What you have to do —
Answer these questions from the text on ahimsa:
(a) What three things does the text say little tots will do to get what they value?
(b) What does the text say hormone changes send in the teen years?
(c) What does the text call a large part of what humanity loves?

Source text —
»»

It is a very intersting concept and yet it appears to be in conflict with much of what is the survival insticr. It seema we are born with a DNA that sets us on our path as mini humans. Eveb little tots will bite , hit or kick to get what they deem of value to them and as parents we have to guide them away from me first feelings to a path of sharing and caring. As teens there is another emergence that pushes parents aside as the self becomes more defined and hormones changes send new messages about new instincts. The individual has to sort out all kinds of issues for self esteem and self worth to grow into a good place. It seems that ahimsa would need to be cultivatted from the tot on in all cultures to get the outcome it proposes. Sine free will is a large part of what humanity loves the harm part will remain around. I personally would have loved to see all nations refuse any form of mean aggression after WWll and yet it cannot be. Optios for self harm are everywhere and it appears there is a huge market for it.

««

Information given —
»»

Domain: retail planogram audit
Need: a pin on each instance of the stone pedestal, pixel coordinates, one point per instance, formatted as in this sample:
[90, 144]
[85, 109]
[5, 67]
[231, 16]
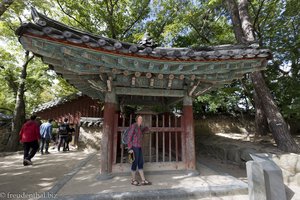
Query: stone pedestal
[265, 180]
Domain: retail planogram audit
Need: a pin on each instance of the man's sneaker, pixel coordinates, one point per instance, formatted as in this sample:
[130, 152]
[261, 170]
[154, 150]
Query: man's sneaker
[28, 162]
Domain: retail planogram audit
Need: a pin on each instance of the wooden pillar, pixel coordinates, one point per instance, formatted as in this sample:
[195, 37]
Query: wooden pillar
[190, 155]
[106, 149]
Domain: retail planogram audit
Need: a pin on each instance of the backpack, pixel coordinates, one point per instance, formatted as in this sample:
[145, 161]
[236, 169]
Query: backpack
[63, 129]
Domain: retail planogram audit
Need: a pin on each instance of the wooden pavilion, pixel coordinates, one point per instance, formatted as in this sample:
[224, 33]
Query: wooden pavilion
[120, 73]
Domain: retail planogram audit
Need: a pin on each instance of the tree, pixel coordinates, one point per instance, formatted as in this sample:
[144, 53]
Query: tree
[275, 120]
[23, 81]
[19, 111]
[4, 5]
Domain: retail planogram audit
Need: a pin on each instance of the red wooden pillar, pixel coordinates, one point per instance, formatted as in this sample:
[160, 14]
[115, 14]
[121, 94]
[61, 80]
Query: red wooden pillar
[106, 149]
[190, 155]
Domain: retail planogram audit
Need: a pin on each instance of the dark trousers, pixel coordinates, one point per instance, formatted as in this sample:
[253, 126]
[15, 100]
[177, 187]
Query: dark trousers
[30, 149]
[139, 160]
[44, 142]
[62, 141]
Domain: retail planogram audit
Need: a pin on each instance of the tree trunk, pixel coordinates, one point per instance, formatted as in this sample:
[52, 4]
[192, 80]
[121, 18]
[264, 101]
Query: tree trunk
[236, 21]
[275, 120]
[19, 111]
[4, 6]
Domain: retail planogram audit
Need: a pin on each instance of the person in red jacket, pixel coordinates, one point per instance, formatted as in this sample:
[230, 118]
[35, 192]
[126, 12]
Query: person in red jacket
[30, 136]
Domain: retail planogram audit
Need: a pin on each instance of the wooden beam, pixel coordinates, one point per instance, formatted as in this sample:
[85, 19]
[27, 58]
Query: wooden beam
[194, 88]
[98, 84]
[203, 91]
[149, 92]
[109, 85]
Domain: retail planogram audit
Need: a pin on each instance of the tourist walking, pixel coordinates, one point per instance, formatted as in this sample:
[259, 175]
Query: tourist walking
[63, 131]
[46, 135]
[70, 136]
[29, 136]
[135, 136]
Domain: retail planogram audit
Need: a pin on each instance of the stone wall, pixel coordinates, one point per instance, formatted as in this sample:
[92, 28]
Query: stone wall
[210, 139]
[290, 166]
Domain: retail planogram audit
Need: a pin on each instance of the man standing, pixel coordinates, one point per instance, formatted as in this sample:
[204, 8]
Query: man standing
[135, 136]
[70, 136]
[46, 135]
[29, 136]
[63, 131]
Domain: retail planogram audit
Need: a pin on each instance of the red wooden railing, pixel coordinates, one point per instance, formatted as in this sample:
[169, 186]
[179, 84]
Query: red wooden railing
[162, 144]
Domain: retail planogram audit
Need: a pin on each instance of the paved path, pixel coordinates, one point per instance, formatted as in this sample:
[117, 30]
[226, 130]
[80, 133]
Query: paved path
[73, 175]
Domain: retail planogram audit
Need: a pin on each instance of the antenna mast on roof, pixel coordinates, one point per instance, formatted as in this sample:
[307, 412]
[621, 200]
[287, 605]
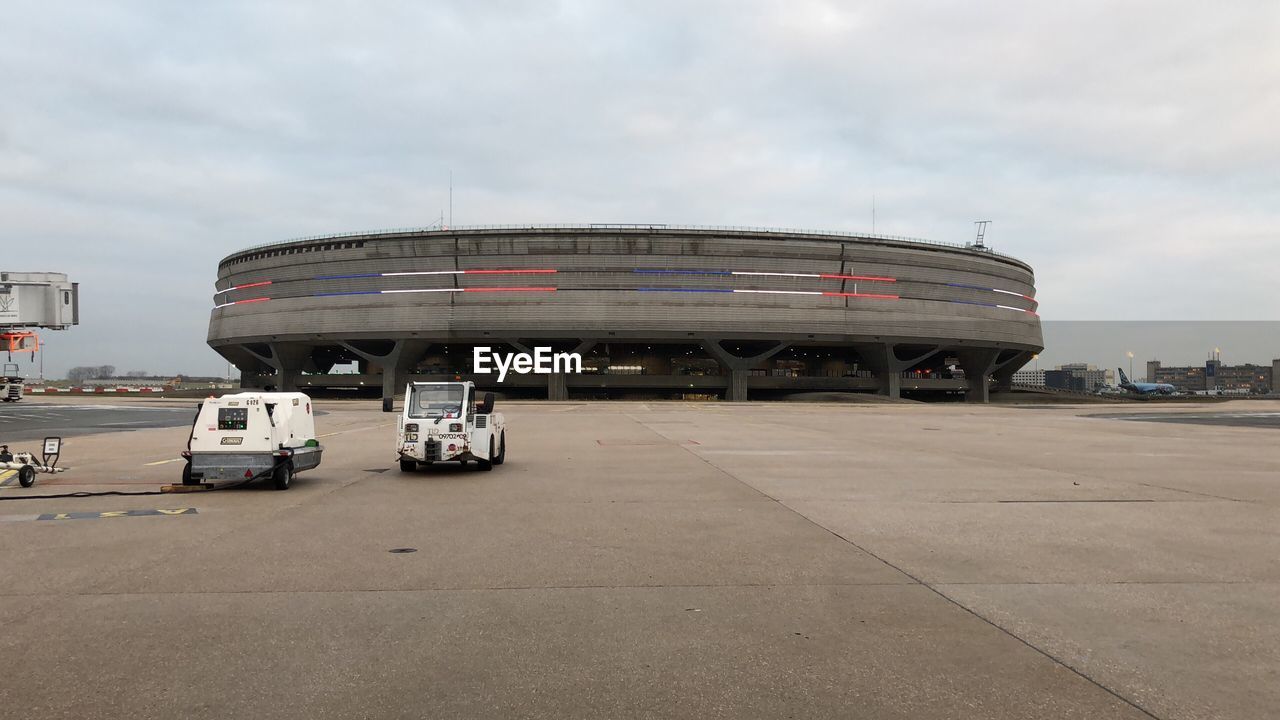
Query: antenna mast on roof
[982, 235]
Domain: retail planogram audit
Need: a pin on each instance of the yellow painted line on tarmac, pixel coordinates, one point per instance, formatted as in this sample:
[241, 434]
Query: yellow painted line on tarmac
[356, 429]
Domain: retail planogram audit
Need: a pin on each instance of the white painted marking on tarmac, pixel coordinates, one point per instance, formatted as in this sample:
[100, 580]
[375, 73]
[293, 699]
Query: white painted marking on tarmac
[355, 429]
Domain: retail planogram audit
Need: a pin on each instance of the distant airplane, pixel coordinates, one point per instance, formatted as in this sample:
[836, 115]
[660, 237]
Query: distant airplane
[1144, 388]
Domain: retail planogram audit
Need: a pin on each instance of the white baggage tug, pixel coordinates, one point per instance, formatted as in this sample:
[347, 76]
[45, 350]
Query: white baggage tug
[252, 434]
[443, 422]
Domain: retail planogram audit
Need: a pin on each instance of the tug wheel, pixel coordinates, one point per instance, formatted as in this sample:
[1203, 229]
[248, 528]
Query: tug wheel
[502, 450]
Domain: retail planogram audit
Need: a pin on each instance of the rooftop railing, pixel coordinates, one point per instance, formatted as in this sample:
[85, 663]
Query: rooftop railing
[624, 226]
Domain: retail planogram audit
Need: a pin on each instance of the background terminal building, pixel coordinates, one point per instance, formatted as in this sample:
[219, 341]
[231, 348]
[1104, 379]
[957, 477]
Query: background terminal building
[1215, 377]
[654, 310]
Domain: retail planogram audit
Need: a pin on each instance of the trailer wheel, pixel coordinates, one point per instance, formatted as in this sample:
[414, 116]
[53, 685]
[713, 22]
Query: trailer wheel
[282, 475]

««

Result of the task —
(a) Bite, hit or kick
(b) New messages about new instincts
(c) Free will